*EXERCISE TASKS*.
(1) Can you repeat word for word the part of the ScoreFlow summary that opens with the words containing "https://arxiv.org/abs/2502.04306" and closes with "used in AFlow."?
(2) Can you carry on the ScoreFlow summary from its last line?

*EXTRACTED TEXT*.
"ScoreFlow: Mastering LLM Agent Workflows via Score-based Preference Optimization"
Below podcast on this paper is generated with Google's Illuminate.
https://arxiv.org/abs/2502.04306
This paper addresses the challenge of optimizing LLM agent workflows for complex tasks. Existing methods are inflexible, not adaptable and struggle with scalability due to discrete optimization techniques.
This paper introduces ScoreFlow, a framework using gradient-based optimization in a continuous space. It uses Score-DPO, a new method of direct preference optimization that considers quantitative feedback for improved workflow generation.
-----
📌 ScoreFlow's strength lies in shifting workflow optimization from discrete search to continuous gradient-based methods. This enables efficient exploration of complex agentic workflows, overcoming limitations of prior discrete approaches like Monte Carlo Tree Search used in AFlow.
📌 Score-DPO innovatively integrates quantitative scores into Direct Preference Optimization. This score-aware preference learning refines workflow generation more effectively than standard DPO, which only uses binary preference pairs, leading to faster convergence and better performance.
📌 The code representation for workflows in ScoreFlow provides a flexible structure. This allows for complex logic, loops, and conditional execution within agent workflows, unlike graph-based methods. This code-based approach enhances adaptability and expressiveness for diverse tasks.
----------
Methods Explored in this Paper 🔧:
→ ScoreFlow framework is introduced for automated LLM agent workflow generation and optimization.
→ It employs code as a representation for workflows, enabling flexible and robust searches.
→ Operators are used as predefined, reusable agent combinations, customizable by the generator.
→ ScoreFlow uses an open-source LLM as the base model for workflow generation, minimizing costs.
→ ScoreFlow optimizes workflow generators using preference data derived from evaluation scores.
→ Score-DPO, a variant of Direct Preference Optimization, is proposed.

*DATA RECORDS*.

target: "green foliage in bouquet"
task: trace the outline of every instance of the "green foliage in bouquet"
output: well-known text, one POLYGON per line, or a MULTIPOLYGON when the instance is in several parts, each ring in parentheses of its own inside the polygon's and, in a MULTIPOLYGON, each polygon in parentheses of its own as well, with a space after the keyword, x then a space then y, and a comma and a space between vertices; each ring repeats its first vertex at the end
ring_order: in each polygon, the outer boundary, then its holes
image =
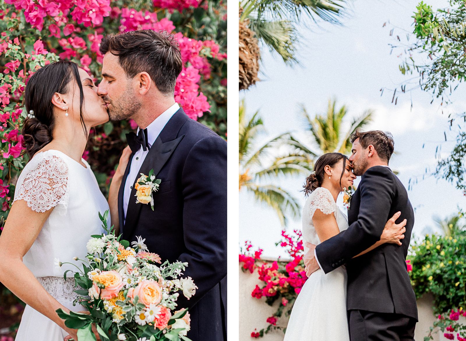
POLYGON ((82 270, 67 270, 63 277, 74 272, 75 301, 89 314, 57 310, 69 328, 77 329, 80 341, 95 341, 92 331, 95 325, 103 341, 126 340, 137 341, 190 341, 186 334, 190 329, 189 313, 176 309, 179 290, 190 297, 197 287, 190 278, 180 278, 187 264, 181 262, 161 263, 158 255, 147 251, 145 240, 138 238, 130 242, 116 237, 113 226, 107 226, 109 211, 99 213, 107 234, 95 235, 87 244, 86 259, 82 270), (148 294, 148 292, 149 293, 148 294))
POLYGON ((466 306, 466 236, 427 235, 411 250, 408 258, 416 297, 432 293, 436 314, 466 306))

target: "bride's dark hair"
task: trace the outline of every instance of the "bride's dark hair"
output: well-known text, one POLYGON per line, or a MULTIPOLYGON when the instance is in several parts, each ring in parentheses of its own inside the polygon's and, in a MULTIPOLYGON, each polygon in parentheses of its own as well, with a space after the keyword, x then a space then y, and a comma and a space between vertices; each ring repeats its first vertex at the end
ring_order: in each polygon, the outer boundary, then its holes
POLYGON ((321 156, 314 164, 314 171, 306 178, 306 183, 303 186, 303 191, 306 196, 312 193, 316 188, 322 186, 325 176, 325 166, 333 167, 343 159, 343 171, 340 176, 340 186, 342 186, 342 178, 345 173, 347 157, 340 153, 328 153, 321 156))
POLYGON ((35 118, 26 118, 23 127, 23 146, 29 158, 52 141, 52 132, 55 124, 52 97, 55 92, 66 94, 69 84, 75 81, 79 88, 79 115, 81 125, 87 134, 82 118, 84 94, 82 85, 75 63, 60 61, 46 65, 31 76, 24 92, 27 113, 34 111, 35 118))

*ANSWERS PROVIDED*.
(1)
https://arxiv.org/abs/2502.04306
This paper addresses the challenge of optimizing LLM agent workflows for complex tasks. Existing methods are inflexible, not adaptable and struggle with scalability due to discrete optimization techniques.
This paper introduces ScoreFlow, a framework using gradient-based optimization in a continuous space. It uses Score-DPO, a new method of direct preference optimization that considers quantitative feedback for improved workflow generation.
-----
📌 ScoreFlow's strength lies in shifting workflow optimization from discrete search to continuous gradient-based methods. This enables efficient exploration of complex agentic workflows, overcoming limitations of prior discrete approaches like Monte Carlo Tree Search used in AFlow.

(2)
→ Score-DPO incorporates quantitative evaluation scores directly into the preference optimization process.
→ Score-DPO enhances sampling distribution by up-weighting preference pairs with larger score differences.
→ Score-DPO incorporates evaluation scores into the Bradley-Terry ranking objective for improved learning.
-----
Key Insights 💡:
→ ScoreFlow achieves high performance, scalability, and adaptability in LLM agent workflow optimization.
→ Loss-gradient optimization in ScoreFlow offers more flexibility and scalability compared to discrete methods.
→ Score-DPO effectively addresses inaccuracies in evaluation scores, improving optimization convergence.
→ Adaptive workflow generation in ScoreFlow allows for task-specific operator selection and workflow complexity.
→ ScoreFlow demonstrates robustness across different LLM architectures for both generators and executors.
→ ScoreFlow enables smaller models to outperform larger models with better cost efficiency.
-----
Results 📊:
→ ScoreFlow achieves an 8.2% average performance improvement over baselines across six benchmarks.
→ ScoreFlow outperforms automated workflow optimization baselines like ADAS and Aflow.
→ ScoreFlow, using Score-DPO, outperforms baselines like SFT, PPO and standard DPO in workflow optimization.
→ ScoreFlow shows better scalability and performance advantage over Aflow on diverse combined datasets.